(What to do):
Quote every one of the entries below word for word, with no changes.

(Location labeling records):
....

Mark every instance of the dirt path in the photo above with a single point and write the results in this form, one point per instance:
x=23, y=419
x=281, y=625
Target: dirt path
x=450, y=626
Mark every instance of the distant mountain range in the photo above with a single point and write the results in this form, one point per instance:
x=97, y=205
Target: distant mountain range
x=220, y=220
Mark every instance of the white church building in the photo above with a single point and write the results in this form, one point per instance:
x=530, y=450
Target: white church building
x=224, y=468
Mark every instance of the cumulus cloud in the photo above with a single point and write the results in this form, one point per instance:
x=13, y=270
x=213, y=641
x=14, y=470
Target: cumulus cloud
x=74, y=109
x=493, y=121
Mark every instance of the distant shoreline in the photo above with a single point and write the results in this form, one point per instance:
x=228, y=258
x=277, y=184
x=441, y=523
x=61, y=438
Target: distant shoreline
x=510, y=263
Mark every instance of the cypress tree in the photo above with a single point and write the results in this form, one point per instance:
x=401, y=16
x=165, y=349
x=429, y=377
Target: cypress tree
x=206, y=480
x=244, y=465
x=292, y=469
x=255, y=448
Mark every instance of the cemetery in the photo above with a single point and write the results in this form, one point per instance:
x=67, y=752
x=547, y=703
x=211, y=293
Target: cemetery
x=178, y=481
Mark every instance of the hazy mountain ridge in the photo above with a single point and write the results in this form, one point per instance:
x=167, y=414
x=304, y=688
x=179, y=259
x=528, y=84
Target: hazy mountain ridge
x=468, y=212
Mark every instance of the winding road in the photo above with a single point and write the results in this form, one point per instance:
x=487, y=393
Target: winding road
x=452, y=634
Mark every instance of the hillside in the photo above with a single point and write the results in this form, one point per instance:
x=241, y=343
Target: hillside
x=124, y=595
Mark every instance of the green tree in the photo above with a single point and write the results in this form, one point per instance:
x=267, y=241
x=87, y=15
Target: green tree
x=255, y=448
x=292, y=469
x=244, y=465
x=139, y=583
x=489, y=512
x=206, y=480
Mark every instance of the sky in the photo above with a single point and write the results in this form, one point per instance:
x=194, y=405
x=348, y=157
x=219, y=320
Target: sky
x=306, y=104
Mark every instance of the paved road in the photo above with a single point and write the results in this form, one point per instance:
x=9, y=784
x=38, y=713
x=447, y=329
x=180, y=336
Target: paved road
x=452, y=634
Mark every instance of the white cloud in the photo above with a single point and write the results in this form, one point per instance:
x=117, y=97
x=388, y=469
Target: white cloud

....

(The output):
Mark every instance of the dirt path in the photo above with a single point and write the results in this form, one point per instance:
x=23, y=419
x=281, y=625
Target: dirt path
x=450, y=626
Mark every instance of the distant mountain range in the photo above with a single point and write the results in this form, one point per instance:
x=97, y=205
Target: distant mountain range
x=220, y=220
Mark every instance of the white church building in the photo above with a single point and write the results in this form, one point per instance:
x=530, y=450
Target: white church building
x=224, y=468
Mark every instance of the cumulus cloud in the photo above with a single point and write the results in this form, one point per instance:
x=13, y=270
x=213, y=641
x=14, y=470
Target: cumulus cloud
x=74, y=109
x=493, y=121
Mark every instance of the distant shoreline in the photo above with a single point and write the results in this form, one point per instance:
x=228, y=258
x=277, y=184
x=441, y=523
x=61, y=438
Target: distant shoreline
x=510, y=263
Mark every instance of the cypress tree in the photo above with a single point and write the results in this form, one point per instance:
x=401, y=16
x=165, y=349
x=429, y=377
Target: cypress tree
x=206, y=480
x=244, y=465
x=292, y=469
x=255, y=448
Mark every instance of the cemetery in the photo above with a single point and write the results in this form, one point per instance:
x=67, y=752
x=547, y=703
x=211, y=293
Target: cemetery
x=178, y=481
Mark every instance of the hazy mountain ridge in the photo above with a single point and write the results in this form, one point per instance:
x=167, y=414
x=304, y=688
x=179, y=259
x=528, y=84
Target: hazy mountain ridge
x=468, y=212
Mark every instance of the winding road in the photo above with a single point and write the results in this form, one point per instance:
x=487, y=393
Target: winding road
x=452, y=634
Mark every instance of the hillside in the photo above with a single point and write the results in this form, one point per instance:
x=241, y=343
Target: hillside
x=124, y=595
Mark every instance of the green tree in the photo above with a single point and write the results in this form, one point per instance:
x=267, y=241
x=87, y=15
Target: green tree
x=255, y=448
x=292, y=469
x=244, y=465
x=139, y=583
x=489, y=512
x=206, y=480
Mark every instance of the sky in the photo above with a single point and write the results in this form, one point per instance:
x=194, y=405
x=348, y=157
x=219, y=320
Target: sky
x=306, y=104
Mark every instance of the paved road in the photo above with a single point and write the results in this form, one point per instance:
x=9, y=784
x=38, y=713
x=447, y=329
x=180, y=336
Target: paved road
x=452, y=634
Mark every instance of the white cloud in the photo above with a single point and write the results in this form, one point per instance:
x=117, y=97
x=388, y=469
Target: white cloud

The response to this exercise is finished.